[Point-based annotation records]
* START *
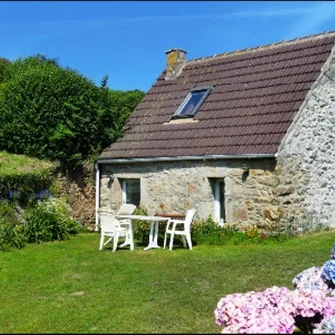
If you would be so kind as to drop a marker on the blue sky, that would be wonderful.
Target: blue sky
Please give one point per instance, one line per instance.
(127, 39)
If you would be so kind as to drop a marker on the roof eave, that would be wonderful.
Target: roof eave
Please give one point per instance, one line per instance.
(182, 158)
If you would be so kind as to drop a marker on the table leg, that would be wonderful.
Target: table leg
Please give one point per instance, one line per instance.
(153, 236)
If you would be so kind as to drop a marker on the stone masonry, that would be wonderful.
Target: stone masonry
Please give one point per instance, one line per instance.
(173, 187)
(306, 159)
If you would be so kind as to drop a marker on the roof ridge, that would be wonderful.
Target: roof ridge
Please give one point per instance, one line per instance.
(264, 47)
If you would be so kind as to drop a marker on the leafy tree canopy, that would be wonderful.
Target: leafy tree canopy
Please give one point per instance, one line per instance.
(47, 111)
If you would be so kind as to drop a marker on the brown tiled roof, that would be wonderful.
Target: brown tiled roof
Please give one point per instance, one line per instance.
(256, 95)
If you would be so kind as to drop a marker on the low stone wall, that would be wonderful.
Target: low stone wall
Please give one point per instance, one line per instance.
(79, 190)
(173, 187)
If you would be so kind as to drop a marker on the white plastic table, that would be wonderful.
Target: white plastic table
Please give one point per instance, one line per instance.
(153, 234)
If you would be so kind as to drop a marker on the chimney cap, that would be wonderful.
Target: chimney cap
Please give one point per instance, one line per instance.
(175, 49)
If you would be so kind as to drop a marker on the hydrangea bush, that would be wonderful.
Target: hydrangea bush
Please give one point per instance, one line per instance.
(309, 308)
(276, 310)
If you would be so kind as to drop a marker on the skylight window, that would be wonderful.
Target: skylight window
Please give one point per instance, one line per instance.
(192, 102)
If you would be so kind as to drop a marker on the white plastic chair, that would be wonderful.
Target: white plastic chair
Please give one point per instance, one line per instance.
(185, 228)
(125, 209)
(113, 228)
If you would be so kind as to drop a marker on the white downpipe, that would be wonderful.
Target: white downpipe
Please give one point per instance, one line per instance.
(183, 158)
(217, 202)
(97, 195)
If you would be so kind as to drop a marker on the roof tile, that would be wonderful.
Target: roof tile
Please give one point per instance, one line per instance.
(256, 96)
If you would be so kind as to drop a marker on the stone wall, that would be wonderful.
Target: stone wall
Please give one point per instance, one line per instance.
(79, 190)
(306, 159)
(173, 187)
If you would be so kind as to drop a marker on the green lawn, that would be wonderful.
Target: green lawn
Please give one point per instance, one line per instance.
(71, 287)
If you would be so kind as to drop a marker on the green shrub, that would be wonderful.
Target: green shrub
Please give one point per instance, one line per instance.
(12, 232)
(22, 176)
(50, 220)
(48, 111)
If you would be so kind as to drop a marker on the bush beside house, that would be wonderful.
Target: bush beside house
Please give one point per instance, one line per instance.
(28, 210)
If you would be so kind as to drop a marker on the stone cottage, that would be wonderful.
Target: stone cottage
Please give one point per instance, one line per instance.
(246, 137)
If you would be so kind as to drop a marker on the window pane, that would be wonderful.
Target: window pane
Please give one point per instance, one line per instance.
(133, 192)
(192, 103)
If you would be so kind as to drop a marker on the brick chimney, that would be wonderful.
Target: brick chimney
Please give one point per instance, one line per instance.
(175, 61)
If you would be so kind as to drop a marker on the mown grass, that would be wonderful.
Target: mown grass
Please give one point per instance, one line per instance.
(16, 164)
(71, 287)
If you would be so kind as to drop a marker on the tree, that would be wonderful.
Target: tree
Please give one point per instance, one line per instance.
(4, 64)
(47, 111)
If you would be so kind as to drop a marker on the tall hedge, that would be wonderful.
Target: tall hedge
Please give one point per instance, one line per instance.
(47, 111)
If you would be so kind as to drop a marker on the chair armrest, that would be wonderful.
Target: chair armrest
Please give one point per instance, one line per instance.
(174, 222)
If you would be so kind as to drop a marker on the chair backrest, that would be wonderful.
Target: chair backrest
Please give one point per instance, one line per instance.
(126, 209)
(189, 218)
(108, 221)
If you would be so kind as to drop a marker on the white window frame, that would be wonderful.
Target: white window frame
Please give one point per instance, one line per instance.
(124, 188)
* END *
* START *
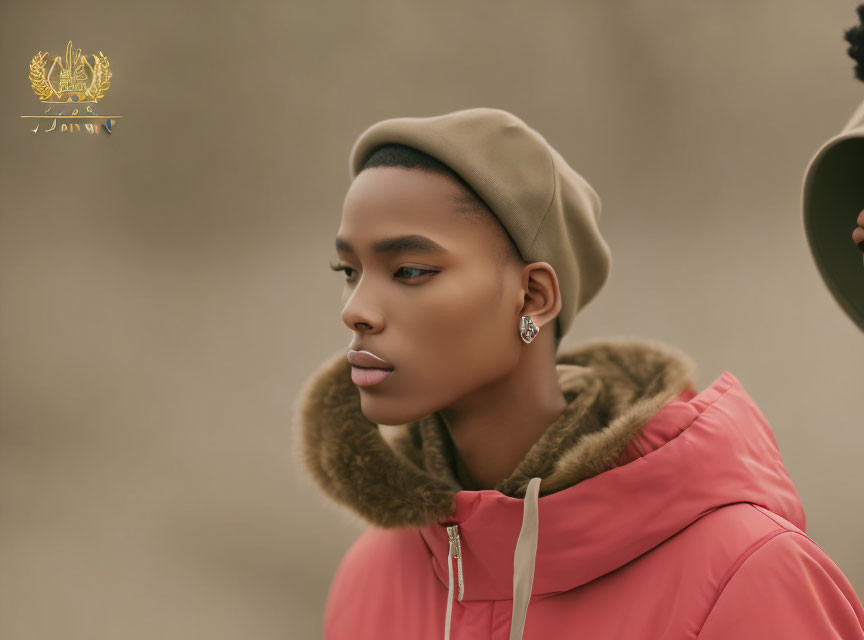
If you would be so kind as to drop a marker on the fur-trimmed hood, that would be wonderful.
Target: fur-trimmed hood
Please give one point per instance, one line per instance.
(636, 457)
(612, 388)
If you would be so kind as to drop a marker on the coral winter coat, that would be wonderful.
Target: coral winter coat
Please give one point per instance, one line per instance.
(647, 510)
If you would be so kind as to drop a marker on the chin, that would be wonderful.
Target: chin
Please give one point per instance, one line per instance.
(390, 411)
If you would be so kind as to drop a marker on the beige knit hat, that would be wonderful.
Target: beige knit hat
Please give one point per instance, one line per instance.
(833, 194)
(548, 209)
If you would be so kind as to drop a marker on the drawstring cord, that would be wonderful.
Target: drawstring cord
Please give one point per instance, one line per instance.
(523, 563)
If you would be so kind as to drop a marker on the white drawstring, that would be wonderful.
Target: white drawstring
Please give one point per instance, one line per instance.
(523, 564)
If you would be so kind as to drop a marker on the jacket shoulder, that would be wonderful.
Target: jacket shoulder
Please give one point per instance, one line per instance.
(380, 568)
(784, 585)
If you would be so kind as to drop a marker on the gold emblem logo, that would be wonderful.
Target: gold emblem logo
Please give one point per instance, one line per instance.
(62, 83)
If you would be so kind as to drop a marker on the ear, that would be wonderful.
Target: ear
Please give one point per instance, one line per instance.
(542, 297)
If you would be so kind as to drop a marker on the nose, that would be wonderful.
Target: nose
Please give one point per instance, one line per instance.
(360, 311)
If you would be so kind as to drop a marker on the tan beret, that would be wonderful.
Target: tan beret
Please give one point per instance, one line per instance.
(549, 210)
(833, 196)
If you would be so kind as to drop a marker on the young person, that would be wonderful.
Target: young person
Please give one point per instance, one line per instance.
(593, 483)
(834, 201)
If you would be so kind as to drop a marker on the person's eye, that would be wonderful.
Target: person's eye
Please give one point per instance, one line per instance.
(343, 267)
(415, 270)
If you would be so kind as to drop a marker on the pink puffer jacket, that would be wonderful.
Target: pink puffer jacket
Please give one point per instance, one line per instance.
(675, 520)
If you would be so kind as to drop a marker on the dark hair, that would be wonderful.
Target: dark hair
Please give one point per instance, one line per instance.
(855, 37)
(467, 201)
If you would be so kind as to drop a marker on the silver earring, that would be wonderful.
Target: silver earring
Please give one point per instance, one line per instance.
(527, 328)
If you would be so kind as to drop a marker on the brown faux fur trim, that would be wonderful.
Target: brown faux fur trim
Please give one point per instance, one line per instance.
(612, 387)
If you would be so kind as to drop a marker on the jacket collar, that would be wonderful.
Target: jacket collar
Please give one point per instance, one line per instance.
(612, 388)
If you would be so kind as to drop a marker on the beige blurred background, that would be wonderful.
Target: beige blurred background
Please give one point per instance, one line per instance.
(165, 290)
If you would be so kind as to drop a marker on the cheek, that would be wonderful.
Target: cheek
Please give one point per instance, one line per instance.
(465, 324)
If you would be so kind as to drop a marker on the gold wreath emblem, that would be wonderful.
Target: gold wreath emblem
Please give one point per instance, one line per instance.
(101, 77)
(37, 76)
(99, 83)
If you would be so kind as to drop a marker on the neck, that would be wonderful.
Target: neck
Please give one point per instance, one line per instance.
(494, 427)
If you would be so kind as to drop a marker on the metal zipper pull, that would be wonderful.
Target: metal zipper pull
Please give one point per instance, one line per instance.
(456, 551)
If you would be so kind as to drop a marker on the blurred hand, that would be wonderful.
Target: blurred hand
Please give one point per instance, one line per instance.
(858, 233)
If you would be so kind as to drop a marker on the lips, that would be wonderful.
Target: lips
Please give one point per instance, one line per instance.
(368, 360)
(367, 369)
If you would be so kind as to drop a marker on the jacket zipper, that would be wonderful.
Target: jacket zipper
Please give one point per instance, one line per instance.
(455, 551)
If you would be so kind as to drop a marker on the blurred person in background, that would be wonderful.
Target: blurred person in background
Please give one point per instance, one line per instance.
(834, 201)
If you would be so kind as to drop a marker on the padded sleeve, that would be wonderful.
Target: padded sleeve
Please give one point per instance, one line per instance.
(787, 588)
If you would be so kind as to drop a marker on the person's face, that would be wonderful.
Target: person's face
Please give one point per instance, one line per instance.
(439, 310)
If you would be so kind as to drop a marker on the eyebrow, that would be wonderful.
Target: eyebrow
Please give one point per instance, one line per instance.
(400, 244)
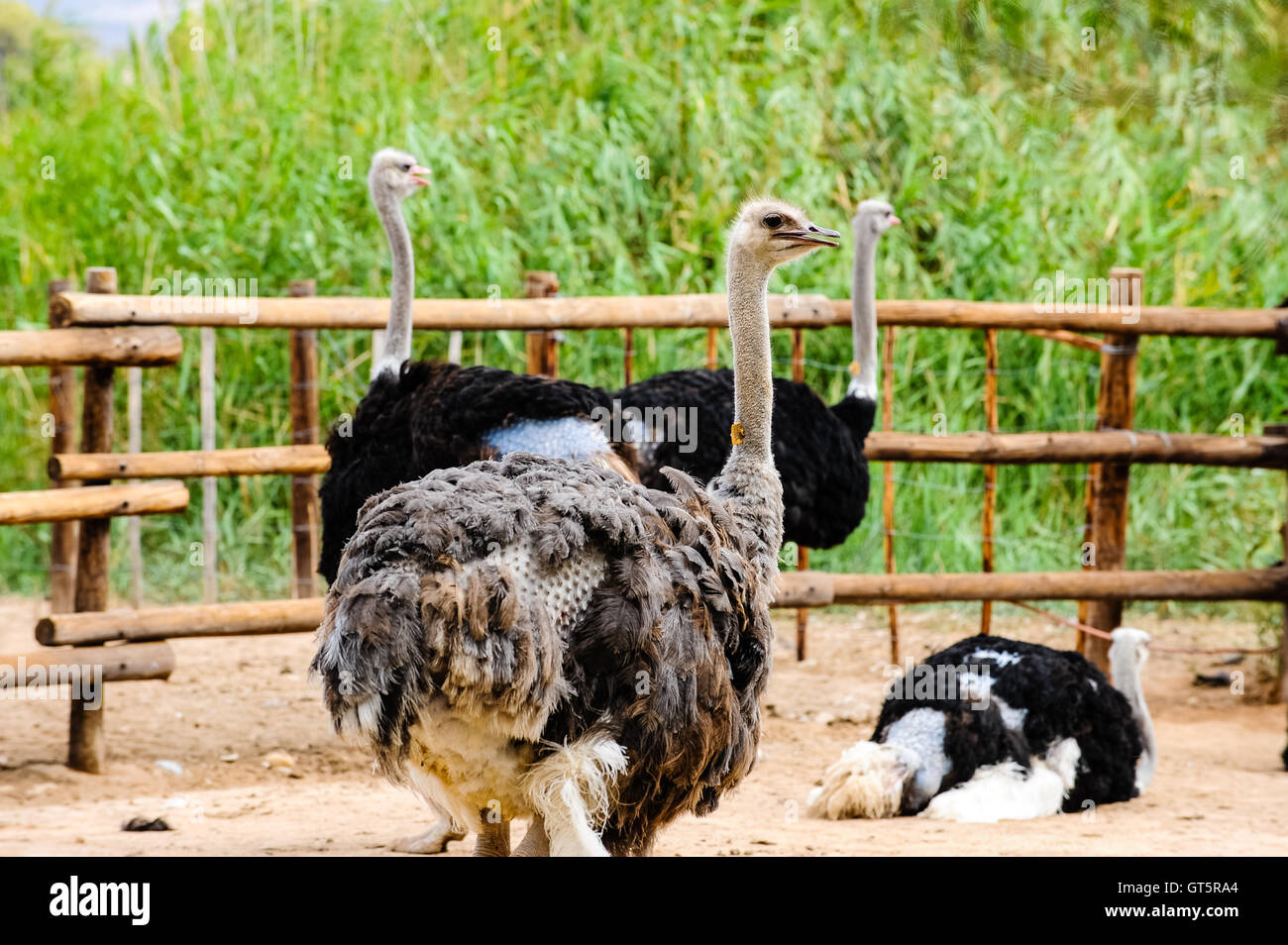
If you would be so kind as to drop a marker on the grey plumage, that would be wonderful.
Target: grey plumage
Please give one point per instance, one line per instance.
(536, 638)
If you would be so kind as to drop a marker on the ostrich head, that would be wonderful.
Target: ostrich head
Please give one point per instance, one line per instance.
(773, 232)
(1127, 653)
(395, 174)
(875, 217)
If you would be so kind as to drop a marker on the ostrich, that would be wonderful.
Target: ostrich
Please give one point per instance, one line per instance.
* END *
What needs to be done: Pull out every line of the records that contains the string "wall", treating uppercase and lowercase as different.

Answer:
If you would be so kind as to drop a marker on the low stone wall, that would be wonderful.
Target: low stone wall
If you would be so kind as to drop a marker on the stone wall, that would be wonderful.
Target: stone wall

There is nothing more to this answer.